## TASK PROMPT
Reproduce, from the line containing "target: tan dog" to the last line of the material, every line exactly.

## SUPPLIED DATA
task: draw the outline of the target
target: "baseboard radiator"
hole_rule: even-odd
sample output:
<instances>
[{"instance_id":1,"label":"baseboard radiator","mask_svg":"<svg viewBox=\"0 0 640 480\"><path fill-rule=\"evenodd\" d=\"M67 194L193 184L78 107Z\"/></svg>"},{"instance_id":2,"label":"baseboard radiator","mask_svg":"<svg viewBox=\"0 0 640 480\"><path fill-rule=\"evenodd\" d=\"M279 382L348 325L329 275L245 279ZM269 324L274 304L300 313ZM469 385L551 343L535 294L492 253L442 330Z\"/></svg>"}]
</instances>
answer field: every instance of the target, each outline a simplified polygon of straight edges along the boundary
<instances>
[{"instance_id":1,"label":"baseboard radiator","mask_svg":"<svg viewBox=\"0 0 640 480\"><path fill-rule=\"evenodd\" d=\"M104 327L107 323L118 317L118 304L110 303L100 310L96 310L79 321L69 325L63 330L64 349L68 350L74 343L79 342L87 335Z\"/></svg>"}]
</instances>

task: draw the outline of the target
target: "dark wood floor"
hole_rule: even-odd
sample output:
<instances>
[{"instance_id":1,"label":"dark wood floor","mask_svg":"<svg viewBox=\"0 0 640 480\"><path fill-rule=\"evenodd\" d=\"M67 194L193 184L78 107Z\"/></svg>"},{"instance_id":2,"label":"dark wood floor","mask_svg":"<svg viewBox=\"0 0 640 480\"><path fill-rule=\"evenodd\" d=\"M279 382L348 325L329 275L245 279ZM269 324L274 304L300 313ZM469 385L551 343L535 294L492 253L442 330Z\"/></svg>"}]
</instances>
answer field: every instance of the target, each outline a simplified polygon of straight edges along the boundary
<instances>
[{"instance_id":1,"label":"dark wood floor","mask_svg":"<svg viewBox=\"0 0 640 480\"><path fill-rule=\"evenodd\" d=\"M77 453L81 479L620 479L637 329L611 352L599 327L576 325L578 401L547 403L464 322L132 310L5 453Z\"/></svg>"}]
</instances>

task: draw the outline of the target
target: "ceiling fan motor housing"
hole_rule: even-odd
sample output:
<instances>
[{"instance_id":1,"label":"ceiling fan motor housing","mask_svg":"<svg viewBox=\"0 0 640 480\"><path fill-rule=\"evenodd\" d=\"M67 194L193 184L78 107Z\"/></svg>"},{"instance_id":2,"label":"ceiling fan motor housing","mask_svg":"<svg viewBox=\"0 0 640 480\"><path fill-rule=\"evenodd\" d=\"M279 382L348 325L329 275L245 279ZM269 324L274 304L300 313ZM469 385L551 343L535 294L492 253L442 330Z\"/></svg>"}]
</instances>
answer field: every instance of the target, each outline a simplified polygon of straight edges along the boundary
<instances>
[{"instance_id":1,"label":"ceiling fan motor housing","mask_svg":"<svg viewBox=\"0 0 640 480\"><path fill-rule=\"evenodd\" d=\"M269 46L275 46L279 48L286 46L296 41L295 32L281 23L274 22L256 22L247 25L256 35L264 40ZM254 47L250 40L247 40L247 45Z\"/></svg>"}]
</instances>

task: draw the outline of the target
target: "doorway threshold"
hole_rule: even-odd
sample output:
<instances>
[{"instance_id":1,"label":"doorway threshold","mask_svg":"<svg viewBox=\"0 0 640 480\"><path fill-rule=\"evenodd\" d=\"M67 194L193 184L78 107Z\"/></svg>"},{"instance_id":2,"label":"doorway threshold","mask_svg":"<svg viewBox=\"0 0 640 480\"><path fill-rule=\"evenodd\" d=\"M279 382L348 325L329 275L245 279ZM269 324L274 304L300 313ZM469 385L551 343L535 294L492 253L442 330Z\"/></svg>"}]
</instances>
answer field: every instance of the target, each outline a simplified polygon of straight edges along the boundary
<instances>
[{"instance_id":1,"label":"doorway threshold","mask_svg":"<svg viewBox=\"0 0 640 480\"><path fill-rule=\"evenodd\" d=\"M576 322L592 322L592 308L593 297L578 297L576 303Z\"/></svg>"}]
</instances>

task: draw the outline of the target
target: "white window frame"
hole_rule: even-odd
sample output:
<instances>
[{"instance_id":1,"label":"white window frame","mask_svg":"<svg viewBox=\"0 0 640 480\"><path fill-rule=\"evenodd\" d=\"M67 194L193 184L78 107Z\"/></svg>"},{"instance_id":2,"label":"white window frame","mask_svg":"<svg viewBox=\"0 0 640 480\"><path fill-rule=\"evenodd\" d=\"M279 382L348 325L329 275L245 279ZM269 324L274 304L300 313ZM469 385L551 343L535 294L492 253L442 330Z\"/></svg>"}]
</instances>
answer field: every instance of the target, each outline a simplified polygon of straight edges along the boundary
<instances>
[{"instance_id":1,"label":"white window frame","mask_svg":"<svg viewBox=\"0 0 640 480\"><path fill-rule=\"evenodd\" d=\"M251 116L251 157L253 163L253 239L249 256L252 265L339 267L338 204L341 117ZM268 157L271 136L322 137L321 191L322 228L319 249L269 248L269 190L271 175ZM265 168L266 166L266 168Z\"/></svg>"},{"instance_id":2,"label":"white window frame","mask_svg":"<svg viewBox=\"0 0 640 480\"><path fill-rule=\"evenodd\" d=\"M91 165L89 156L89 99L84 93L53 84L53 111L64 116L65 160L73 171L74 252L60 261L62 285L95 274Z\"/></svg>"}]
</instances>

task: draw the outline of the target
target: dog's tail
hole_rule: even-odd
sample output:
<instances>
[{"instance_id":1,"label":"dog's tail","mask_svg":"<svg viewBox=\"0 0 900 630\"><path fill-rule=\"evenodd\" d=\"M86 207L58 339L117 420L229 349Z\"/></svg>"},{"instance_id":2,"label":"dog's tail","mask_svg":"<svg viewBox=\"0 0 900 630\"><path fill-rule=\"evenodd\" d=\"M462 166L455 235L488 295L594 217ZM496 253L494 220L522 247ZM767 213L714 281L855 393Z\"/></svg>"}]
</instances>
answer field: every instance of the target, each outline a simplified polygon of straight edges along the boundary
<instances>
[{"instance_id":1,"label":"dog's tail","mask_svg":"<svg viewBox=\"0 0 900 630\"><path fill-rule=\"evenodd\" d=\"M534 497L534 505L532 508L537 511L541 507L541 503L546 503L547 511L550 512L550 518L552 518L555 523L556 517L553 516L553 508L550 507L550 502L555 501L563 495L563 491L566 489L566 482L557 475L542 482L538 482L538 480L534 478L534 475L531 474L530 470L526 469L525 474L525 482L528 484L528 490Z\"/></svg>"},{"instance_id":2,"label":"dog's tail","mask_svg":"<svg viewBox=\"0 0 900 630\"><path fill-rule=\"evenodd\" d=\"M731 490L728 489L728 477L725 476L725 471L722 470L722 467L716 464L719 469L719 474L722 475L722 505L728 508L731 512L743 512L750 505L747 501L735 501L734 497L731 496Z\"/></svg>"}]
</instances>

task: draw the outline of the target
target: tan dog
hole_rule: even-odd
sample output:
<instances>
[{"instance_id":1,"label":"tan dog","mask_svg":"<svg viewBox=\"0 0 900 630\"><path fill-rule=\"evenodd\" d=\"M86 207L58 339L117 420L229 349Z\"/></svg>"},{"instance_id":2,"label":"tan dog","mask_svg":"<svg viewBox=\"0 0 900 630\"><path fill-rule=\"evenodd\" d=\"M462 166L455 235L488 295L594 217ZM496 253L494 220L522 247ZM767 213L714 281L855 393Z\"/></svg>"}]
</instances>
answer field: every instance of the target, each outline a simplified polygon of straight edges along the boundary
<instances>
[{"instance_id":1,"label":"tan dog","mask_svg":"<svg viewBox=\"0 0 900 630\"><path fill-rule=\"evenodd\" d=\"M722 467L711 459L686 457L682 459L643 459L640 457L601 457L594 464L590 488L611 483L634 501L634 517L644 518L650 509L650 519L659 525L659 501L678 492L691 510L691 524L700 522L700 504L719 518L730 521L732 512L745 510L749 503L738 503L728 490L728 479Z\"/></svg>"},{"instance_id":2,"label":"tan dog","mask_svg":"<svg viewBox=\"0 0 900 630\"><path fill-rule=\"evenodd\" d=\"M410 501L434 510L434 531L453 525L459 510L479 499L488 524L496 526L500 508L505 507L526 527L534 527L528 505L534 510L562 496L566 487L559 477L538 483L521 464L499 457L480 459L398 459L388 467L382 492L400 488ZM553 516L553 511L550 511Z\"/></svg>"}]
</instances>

## EXERCISE RESPONSE
target: tan dog
hole_rule: even-odd
sample output:
<instances>
[{"instance_id":1,"label":"tan dog","mask_svg":"<svg viewBox=\"0 0 900 630\"><path fill-rule=\"evenodd\" d=\"M86 207L58 339L117 420L229 349Z\"/></svg>"},{"instance_id":2,"label":"tan dog","mask_svg":"<svg viewBox=\"0 0 900 630\"><path fill-rule=\"evenodd\" d=\"M462 166L455 235L488 295L594 217ZM496 253L494 220L522 247ZM767 213L714 281L855 393Z\"/></svg>"}]
</instances>
answer field: every instance of the target, each outline a simplified polygon of straight edges along the boundary
<instances>
[{"instance_id":1,"label":"tan dog","mask_svg":"<svg viewBox=\"0 0 900 630\"><path fill-rule=\"evenodd\" d=\"M722 467L711 459L686 457L682 459L643 459L640 457L601 457L594 464L590 488L611 483L634 501L634 517L644 518L650 509L650 519L659 525L659 501L678 492L691 510L691 524L700 522L700 504L719 518L730 521L732 512L745 510L749 503L738 503L728 490L728 479Z\"/></svg>"},{"instance_id":2,"label":"tan dog","mask_svg":"<svg viewBox=\"0 0 900 630\"><path fill-rule=\"evenodd\" d=\"M410 501L434 510L434 531L453 525L459 510L479 499L488 524L496 526L500 508L505 507L526 527L534 527L528 505L534 510L562 496L566 487L559 477L538 483L521 464L499 457L480 459L398 459L388 467L382 492L400 488ZM553 516L553 511L550 511Z\"/></svg>"}]
</instances>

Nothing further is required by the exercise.